▶ Testo citato:
▼

Le polemiche delle ultime settimane fra i direttori di alcuni dei più importanti quotidiani italiani, non mi hanno provocato alcuna sorpresa, ma solo confermato i sentimenti che da anni nutro nei confronti dei giornalisti in genere. Una sorta di tristezza mista a nausea. Le badilate di Feltri sulla presunta gaiezza dell'ormai ex direttore di Avvenire, il decreto penale di condanna di quest'ultimo per molestie telefoniche, le accuse di evasione fiscale nei confronti di Ezio Mauro, le cui difese non comprendo. Chi, tra tutti Voi, ha capito chi ha ragione, e, soprattutto, dove si nasconde un po' di verità?

Sì, so benissimo che la verità non esiste. Ma non è proprio possibile avere almeno certezza sui fatti? Ed invece, nonostante mi sia premurato di leggere qua e là, di sfogliare pagine su pagine, di cercare di capire chi avesse ragione, mi accorgo di essere al punto di partenza. E la colpa, non credo proprio, questa volta, risieda nella mia ignoranza. No, mi pare evidente che nessuno abbia interesse a fare chiarezza.

A corollario di tutto ciò, ci mancava solo l'appello alla: "Libertà di stampa". A me va bene tutto, ma certo non ho più l'età per farmi prendere per il culo da chicchessia. In Italia la libertà di stampa è sempre stata una finzione. Ciò per il semplice motivo che da noi non esiste, salvi rarissimi casi, quella che si definisce: "Editoria pura". I giornali sono sempre stati in mano a famiglie, gli Agnelli, i Berlusconi, i De Benedetti, i Caltagirone, che avevano, ed hanno, cointeressenze in decine di settori (automobili, edilizia, banche, assicurazioni, etc.). Credete forse che un giornalista avrebbe detto che la Duna faceva schifo sulla Stampa?

▲

[Estratti del dataset di puntamento]
▼

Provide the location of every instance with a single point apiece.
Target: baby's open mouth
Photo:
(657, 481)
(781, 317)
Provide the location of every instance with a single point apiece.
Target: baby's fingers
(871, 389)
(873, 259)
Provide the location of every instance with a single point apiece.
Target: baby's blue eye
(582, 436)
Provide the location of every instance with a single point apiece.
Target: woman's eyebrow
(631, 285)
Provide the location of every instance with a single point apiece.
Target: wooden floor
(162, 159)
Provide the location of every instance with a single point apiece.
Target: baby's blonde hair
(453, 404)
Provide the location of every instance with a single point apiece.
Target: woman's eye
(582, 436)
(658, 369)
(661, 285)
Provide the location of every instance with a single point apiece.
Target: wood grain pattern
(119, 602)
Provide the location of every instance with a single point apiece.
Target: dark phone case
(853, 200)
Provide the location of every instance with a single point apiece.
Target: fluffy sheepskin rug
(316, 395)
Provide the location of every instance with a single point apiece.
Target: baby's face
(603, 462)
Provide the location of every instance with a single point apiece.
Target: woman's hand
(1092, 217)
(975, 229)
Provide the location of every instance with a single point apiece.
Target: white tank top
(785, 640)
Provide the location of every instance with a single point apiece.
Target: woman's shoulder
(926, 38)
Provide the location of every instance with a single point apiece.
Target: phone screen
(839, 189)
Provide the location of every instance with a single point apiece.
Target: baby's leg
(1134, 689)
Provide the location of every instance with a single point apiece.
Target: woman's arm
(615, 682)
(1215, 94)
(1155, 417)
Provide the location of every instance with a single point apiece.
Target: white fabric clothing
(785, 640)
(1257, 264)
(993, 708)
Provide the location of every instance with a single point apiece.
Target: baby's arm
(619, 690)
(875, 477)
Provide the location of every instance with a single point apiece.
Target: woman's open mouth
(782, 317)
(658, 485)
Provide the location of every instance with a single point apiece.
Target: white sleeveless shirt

▲

▶ Consegne:
[a] Secondo il testo citato, perché in Italia la libertà di stampa è sempre stata una finzione? Rispondi in una-tre frasi.
[b] Elenca tutte le famiglie che, secondo il testo citato, hanno in mano i giornali.
[c] Nel testo citato, per che cosa è stato condannato con decreto penale l'ormai ex direttore di Avvenire?

▶ Soluzioni:
[a] Perché in Italia, salvo rarissimi casi, non esiste l'"editoria pura". I giornali sono sempre stati in mano a famiglie che avevano, e hanno, cointeressenze in decine di settori, come automobili, edilizia, banche e assicurazioni.

[b] Agnelli, Berlusconi, De Benedetti, Caltagirone.

[c] Per molestie telefoniche.